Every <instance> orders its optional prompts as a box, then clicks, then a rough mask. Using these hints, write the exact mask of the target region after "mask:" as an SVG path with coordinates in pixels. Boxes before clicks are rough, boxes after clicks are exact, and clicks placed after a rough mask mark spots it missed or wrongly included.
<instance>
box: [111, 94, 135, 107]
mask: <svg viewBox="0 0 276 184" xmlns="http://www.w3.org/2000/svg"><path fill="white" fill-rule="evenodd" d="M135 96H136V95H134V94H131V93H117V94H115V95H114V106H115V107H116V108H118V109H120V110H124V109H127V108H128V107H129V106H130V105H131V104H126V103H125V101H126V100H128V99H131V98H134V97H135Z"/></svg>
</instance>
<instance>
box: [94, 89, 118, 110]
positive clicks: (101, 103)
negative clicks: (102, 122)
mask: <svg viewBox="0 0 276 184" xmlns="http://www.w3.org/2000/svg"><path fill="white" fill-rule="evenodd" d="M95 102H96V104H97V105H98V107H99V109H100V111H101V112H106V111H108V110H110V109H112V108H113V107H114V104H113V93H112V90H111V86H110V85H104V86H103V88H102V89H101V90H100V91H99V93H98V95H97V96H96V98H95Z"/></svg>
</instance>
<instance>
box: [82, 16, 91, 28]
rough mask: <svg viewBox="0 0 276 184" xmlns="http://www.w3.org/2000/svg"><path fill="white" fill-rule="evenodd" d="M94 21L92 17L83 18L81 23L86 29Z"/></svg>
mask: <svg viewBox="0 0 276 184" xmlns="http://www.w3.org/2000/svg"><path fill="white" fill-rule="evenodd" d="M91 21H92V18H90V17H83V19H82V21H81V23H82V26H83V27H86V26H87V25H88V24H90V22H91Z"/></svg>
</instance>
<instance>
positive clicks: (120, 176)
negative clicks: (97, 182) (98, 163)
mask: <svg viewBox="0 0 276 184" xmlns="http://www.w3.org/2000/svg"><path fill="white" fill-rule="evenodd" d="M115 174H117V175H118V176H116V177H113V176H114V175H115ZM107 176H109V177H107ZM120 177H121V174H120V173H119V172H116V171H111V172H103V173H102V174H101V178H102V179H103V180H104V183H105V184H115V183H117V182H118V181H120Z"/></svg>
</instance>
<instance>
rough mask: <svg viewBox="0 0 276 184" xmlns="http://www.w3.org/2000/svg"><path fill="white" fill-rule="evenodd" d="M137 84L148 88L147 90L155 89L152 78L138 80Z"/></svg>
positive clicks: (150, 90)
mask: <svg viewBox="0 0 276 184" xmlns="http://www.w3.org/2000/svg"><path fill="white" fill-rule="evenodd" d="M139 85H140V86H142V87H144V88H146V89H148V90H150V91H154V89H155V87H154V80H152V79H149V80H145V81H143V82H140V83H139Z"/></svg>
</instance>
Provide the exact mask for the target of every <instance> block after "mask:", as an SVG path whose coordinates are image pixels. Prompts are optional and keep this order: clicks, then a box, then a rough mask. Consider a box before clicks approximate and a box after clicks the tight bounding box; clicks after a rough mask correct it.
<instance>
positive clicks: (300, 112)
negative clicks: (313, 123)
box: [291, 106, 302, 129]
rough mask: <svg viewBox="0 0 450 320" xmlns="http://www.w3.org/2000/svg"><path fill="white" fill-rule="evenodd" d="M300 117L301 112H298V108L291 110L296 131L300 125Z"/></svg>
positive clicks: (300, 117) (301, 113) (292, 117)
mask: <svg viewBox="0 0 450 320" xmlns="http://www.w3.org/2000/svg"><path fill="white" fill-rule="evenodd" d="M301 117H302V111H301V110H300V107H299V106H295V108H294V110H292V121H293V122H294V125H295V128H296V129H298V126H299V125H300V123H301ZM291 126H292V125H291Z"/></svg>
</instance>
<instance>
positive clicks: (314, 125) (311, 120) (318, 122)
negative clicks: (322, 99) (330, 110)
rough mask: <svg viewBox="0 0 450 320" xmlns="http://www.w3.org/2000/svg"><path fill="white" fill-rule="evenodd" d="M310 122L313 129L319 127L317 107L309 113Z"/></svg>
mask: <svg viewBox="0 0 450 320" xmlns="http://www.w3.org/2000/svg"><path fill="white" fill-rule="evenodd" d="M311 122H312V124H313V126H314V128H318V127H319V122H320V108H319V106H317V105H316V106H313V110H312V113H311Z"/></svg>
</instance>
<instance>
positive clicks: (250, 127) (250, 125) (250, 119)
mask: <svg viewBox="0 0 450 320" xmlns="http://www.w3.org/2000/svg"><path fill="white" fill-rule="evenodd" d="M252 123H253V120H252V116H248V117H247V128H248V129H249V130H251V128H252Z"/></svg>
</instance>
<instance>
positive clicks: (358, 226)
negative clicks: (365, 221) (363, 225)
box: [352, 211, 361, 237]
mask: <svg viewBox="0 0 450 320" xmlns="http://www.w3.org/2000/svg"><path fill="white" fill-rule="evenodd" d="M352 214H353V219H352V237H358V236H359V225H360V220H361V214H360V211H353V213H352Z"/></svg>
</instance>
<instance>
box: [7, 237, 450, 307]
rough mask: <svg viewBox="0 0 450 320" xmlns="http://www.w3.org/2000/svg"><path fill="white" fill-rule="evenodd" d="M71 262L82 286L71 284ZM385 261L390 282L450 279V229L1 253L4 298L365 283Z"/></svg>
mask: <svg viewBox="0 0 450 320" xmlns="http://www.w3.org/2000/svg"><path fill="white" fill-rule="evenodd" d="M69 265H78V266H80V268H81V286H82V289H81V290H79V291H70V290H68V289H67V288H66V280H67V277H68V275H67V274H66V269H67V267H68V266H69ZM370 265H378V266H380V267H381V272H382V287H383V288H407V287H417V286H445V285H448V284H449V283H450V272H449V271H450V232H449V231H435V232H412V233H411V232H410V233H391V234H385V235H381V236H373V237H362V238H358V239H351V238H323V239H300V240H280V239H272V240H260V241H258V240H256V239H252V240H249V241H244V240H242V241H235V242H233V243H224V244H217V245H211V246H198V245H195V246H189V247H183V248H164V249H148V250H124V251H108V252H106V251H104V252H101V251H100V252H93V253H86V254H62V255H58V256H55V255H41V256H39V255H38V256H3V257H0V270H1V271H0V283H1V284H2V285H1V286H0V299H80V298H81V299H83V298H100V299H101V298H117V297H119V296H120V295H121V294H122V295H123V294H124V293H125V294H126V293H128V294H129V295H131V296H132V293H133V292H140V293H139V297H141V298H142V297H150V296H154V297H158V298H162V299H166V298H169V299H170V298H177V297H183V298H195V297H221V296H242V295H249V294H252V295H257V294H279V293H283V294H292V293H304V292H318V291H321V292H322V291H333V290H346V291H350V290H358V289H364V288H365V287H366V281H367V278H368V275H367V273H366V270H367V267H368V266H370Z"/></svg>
====================
§ REQUIRED ACTION
Copy all of the data above word for word.

§ SOLUTION FOR THIS EXERCISE
Every <instance> orders its optional prompts as a box, then clicks, then a rough mask. Using these hints, write the exact mask of the target region after "mask:" as an SVG path with coordinates in pixels. Boxes before clicks are rough, boxes after clicks are exact, and clicks placed after a rough mask mark spots it missed or wrongly included.
<instance>
box: [111, 94, 135, 107]
mask: <svg viewBox="0 0 276 184" xmlns="http://www.w3.org/2000/svg"><path fill="white" fill-rule="evenodd" d="M135 96H136V95H134V94H131V93H117V94H115V95H114V106H115V107H116V108H118V109H120V110H124V109H127V108H128V107H129V106H130V105H131V104H126V103H125V101H126V100H128V99H131V98H134V97H135Z"/></svg>
</instance>
<instance>
box: [94, 89, 118, 110]
positive clicks: (101, 103)
negative clicks: (102, 122)
mask: <svg viewBox="0 0 276 184" xmlns="http://www.w3.org/2000/svg"><path fill="white" fill-rule="evenodd" d="M95 102H96V104H97V105H98V107H99V109H100V111H101V112H106V111H108V110H110V109H112V108H113V107H114V104H113V93H112V90H111V86H110V85H104V86H103V88H102V89H101V90H100V91H99V93H98V95H97V96H96V98H95Z"/></svg>
</instance>
<instance>
box: [82, 16, 91, 28]
rough mask: <svg viewBox="0 0 276 184" xmlns="http://www.w3.org/2000/svg"><path fill="white" fill-rule="evenodd" d="M94 21L92 17L83 18L81 23L86 29Z"/></svg>
mask: <svg viewBox="0 0 276 184" xmlns="http://www.w3.org/2000/svg"><path fill="white" fill-rule="evenodd" d="M91 21H92V18H90V17H83V19H82V21H81V23H82V26H83V27H86V26H87V25H88V24H90V22H91Z"/></svg>
</instance>
<instance>
positive clicks: (120, 176)
negative clicks: (97, 182) (98, 163)
mask: <svg viewBox="0 0 276 184" xmlns="http://www.w3.org/2000/svg"><path fill="white" fill-rule="evenodd" d="M115 174H117V175H118V176H116V177H113V176H114V175H115ZM107 176H109V177H107ZM120 177H121V174H120V173H119V172H116V171H111V172H103V173H102V174H101V178H102V179H103V180H104V183H105V184H115V183H117V182H118V181H120Z"/></svg>
</instance>
<instance>
rough mask: <svg viewBox="0 0 276 184" xmlns="http://www.w3.org/2000/svg"><path fill="white" fill-rule="evenodd" d="M137 84L148 88L147 90L155 89L152 78L138 80Z"/></svg>
positive clicks: (150, 90)
mask: <svg viewBox="0 0 276 184" xmlns="http://www.w3.org/2000/svg"><path fill="white" fill-rule="evenodd" d="M139 85H140V86H142V87H144V88H146V89H148V90H150V91H154V89H155V87H154V80H152V79H149V80H145V81H143V82H140V83H139Z"/></svg>
</instance>
Provide the exact mask for the target of every <instance> block after "mask:", as an SVG path whose coordinates are image pixels. Prompts are optional and keep this order: clicks, then a box, then a rough mask. Consider a box before clicks approximate and a box after clicks the tight bounding box; clicks after a rough mask correct it.
<instance>
positive clicks: (300, 112)
negative clicks: (313, 123)
box: [291, 106, 302, 129]
rough mask: <svg viewBox="0 0 450 320" xmlns="http://www.w3.org/2000/svg"><path fill="white" fill-rule="evenodd" d="M300 117L301 112H298V108L291 110L296 131L300 125Z"/></svg>
positive clicks: (300, 117) (301, 113) (292, 117)
mask: <svg viewBox="0 0 450 320" xmlns="http://www.w3.org/2000/svg"><path fill="white" fill-rule="evenodd" d="M301 117H302V111H301V110H300V107H299V106H295V108H294V110H292V121H293V122H294V125H295V128H296V129H298V126H299V125H300V123H301ZM291 126H292V125H291Z"/></svg>
</instance>
<instance>
positive clicks: (314, 125) (311, 120) (318, 122)
negative clicks: (322, 99) (330, 110)
rough mask: <svg viewBox="0 0 450 320" xmlns="http://www.w3.org/2000/svg"><path fill="white" fill-rule="evenodd" d="M310 122L313 129L319 127L317 107L309 113Z"/></svg>
mask: <svg viewBox="0 0 450 320" xmlns="http://www.w3.org/2000/svg"><path fill="white" fill-rule="evenodd" d="M311 122H312V124H313V126H314V128H318V127H319V122H320V108H319V106H317V105H316V106H313V110H312V113H311Z"/></svg>
</instance>
<instance>
positive clicks: (250, 127) (250, 125) (250, 119)
mask: <svg viewBox="0 0 450 320" xmlns="http://www.w3.org/2000/svg"><path fill="white" fill-rule="evenodd" d="M252 123H253V120H252V116H248V117H247V128H248V129H249V130H251V128H252Z"/></svg>
</instance>
<instance>
positive clicks: (358, 226)
negative clicks: (365, 221) (363, 225)
box: [352, 211, 361, 237]
mask: <svg viewBox="0 0 450 320" xmlns="http://www.w3.org/2000/svg"><path fill="white" fill-rule="evenodd" d="M352 214H353V219H352V237H358V236H359V225H360V220H361V214H360V211H353V213H352Z"/></svg>
</instance>
<instance>
box: [7, 237, 450, 307]
rough mask: <svg viewBox="0 0 450 320" xmlns="http://www.w3.org/2000/svg"><path fill="white" fill-rule="evenodd" d="M71 262L82 286L71 284ZM385 261L390 282L450 279V229L1 253L4 298L365 283Z"/></svg>
mask: <svg viewBox="0 0 450 320" xmlns="http://www.w3.org/2000/svg"><path fill="white" fill-rule="evenodd" d="M69 265H78V266H80V268H81V286H82V289H81V290H79V291H70V290H68V289H67V288H66V280H67V277H68V275H67V274H66V269H67V267H68V266H69ZM370 265H378V266H380V267H381V272H382V287H383V288H407V287H417V286H445V285H448V284H449V283H450V272H449V271H450V232H449V231H435V232H412V233H411V232H410V233H391V234H385V235H381V236H373V237H362V238H358V239H351V238H323V239H300V240H280V239H272V240H260V241H258V240H256V239H252V240H249V241H244V240H242V241H235V242H233V243H224V244H217V245H211V246H198V245H195V246H189V247H183V248H164V249H148V250H124V251H108V252H106V251H104V252H101V251H100V252H93V253H86V254H62V255H58V256H55V255H41V256H39V255H38V256H3V257H0V270H1V271H0V283H1V284H2V285H1V286H0V299H80V298H81V299H83V298H100V299H101V298H117V297H119V296H120V295H121V294H122V295H123V294H124V293H125V294H126V293H128V294H129V295H131V296H132V293H133V292H140V293H139V297H141V298H142V297H150V296H154V297H158V298H162V299H166V298H169V299H170V298H177V297H183V298H195V297H221V296H242V295H249V294H252V295H257V294H279V293H283V294H292V293H304V292H318V291H321V292H322V291H333V290H346V291H350V290H358V289H364V288H365V287H366V281H367V278H368V275H367V273H366V270H367V267H368V266H370Z"/></svg>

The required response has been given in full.